***** Records shown *****

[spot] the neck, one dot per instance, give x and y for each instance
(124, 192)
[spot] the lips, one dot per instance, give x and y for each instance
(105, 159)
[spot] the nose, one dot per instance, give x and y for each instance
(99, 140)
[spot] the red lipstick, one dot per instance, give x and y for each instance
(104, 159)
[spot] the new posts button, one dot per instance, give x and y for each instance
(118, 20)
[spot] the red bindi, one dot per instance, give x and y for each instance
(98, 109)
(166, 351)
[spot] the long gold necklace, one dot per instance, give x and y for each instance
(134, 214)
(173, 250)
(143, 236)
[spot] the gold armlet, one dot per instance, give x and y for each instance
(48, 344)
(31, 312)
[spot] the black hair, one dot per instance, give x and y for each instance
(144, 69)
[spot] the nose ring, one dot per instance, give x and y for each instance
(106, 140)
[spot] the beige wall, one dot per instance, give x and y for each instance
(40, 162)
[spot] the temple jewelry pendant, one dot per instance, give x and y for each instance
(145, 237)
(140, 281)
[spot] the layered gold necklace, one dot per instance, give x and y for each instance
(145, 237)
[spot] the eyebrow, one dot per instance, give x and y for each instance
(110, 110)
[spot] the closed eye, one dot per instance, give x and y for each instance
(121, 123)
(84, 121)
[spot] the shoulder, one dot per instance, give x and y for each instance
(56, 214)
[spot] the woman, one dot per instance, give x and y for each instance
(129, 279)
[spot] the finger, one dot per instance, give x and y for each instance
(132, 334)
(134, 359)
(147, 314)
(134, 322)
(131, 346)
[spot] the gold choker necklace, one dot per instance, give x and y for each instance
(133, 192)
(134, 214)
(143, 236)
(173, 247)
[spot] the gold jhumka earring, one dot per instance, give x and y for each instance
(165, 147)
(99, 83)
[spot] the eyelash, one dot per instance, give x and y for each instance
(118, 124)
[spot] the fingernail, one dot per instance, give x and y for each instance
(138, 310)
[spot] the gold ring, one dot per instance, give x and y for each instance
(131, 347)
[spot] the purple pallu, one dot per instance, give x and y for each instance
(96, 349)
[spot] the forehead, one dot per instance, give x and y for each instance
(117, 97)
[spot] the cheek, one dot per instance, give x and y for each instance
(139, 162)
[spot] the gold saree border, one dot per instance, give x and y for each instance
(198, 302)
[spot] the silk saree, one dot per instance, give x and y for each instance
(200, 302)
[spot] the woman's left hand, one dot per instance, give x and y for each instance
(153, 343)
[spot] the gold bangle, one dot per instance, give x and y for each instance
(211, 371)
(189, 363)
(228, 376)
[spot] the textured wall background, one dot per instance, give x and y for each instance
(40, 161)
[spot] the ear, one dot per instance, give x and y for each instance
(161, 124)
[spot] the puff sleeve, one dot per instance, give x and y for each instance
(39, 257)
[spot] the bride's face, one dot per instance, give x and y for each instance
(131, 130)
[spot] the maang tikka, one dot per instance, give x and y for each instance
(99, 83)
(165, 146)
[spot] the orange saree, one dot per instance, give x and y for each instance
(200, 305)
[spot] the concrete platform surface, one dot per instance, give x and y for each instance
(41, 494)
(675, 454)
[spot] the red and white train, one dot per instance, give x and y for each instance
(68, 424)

*****

Given problem: Output every line of the data above as a Markdown table with two columns, No. and Entry. Number the rows in order and leave out blank lines.

Expected answer:
| No. | Entry |
|---|---|
| 1 | [spot] the neck, one dot per instance, give x and y for each instance |
| 2 | (124, 192) |
| 3 | [spot] the lips, one dot per instance, give x and y for each instance |
| 4 | (105, 159) |
| 5 | [spot] the nose, one dot per instance, give x and y for each instance |
| 6 | (99, 140) |
| 7 | [spot] the red lipstick, one dot per instance, give x and y for each instance |
| 8 | (104, 159) |
| 9 | [spot] the new posts button, one dot per instance, give x and y for each instance |
| 10 | (118, 20) |
| 11 | [spot] the red bindi, one dot per instance, give x and y for each instance |
| 12 | (98, 109) |
| 13 | (166, 351) |
| 14 | [spot] the long gold necklace, one dot per instance, give x and y for each instance |
| 15 | (134, 214) |
| 16 | (173, 250) |
| 17 | (143, 236) |
| 18 | [spot] the gold armlet, one dot per instance, give x and y for each instance |
| 19 | (48, 344) |
| 20 | (31, 312) |
| 21 | [spot] the black hair, one dot per instance, give x and y for each instance |
| 22 | (144, 69) |
| 23 | [spot] the nose ring, one dot per instance, give x and y for each instance |
| 24 | (106, 140) |
| 25 | [spot] the beige wall, one dot per instance, give x and y for each instance |
| 26 | (40, 162) |
| 27 | [spot] the temple jewelry pendant, one dot per instance, give x and y for each instance |
| 28 | (145, 237) |
| 29 | (140, 281) |
| 30 | [spot] the layered gold necklace, one dot per instance, give x and y for each instance |
| 31 | (145, 237) |
| 32 | [spot] the eyebrow, one dot per instance, give x and y for each instance |
| 33 | (110, 110) |
| 34 | [spot] the closed eye, one dot per instance, give x and y for each instance |
| 35 | (121, 123) |
| 36 | (84, 121) |
| 37 | [spot] the shoulder, one dot per instance, give x and y for each instance |
| 38 | (56, 214) |
| 39 | [spot] the woman, one dot per instance, give x and y for each instance |
| 40 | (129, 279) |
| 41 | [spot] the finger, one dot per instance, give x and y for each instance |
| 42 | (132, 334) |
| 43 | (134, 359) |
| 44 | (147, 314) |
| 45 | (134, 322) |
| 46 | (131, 346) |
| 47 | [spot] the gold choker necklace, one dot per instance, give x and y for each instance |
| 48 | (133, 192) |
| 49 | (134, 214) |
| 50 | (143, 236) |
| 51 | (173, 247) |
| 52 | [spot] the gold jhumka earring, one dot per instance, give x and y for each instance |
| 53 | (165, 147) |
| 54 | (99, 83) |
| 55 | [spot] the eyelash, one dot per instance, give x and y for each instance |
| 56 | (118, 124) |
| 57 | [spot] the fingernail, one dot per instance, give x and y for each instance |
| 58 | (138, 310) |
| 59 | [spot] the gold ring, one dot per instance, give x and y for each instance |
| 60 | (131, 347) |
| 61 | [spot] the purple pallu, one dot per instance, give x and y for each instance |
| 62 | (96, 349) |
| 63 | [spot] the forehead, one dot per instance, give x and y for each instance |
| 64 | (117, 97) |
| 65 | [spot] the cheek, one dot per instance, give x and y for each instance |
| 66 | (139, 162) |
| 67 | [spot] the gold saree border, one dot per instance, give x and y for each instance |
| 68 | (198, 302) |
| 69 | [spot] the silk saree, one dot per instance, give x and y for each instance |
| 70 | (200, 302) |
| 71 | [spot] the woman's left hand, one dot per instance, give x and y for each instance |
| 72 | (153, 343) |
| 73 | [spot] the gold bangle, one dot per instance, give x and y for each instance |
| 74 | (211, 371) |
| 75 | (189, 363) |
| 76 | (228, 376) |
| 77 | [spot] the textured wall background, one dot per instance, give x and y for each instance |
| 78 | (40, 161) |
| 79 | [spot] the ear, one dot per instance, give x and y for each instance |
| 80 | (161, 124) |
| 81 | [spot] the puff sleeve, one dot per instance, give x and y for each instance |
| 82 | (39, 257) |
| 83 | [spot] the bride's face, one dot per instance, give x and y for each instance |
| 84 | (131, 130) |
| 85 | [spot] the maang tikka, one dot per instance, give x and y for each instance |
| 86 | (99, 83) |
| 87 | (165, 146) |
| 88 | [spot] the orange saree, one dot per instance, give x and y for each instance |
| 89 | (200, 305) |
| 90 | [spot] the concrete platform surface, one dot per instance, give x and y for each instance |
| 91 | (41, 494) |
| 92 | (675, 454) |
| 93 | [spot] the red and white train, one dot per instance, give x and y for each instance |
| 94 | (68, 424) |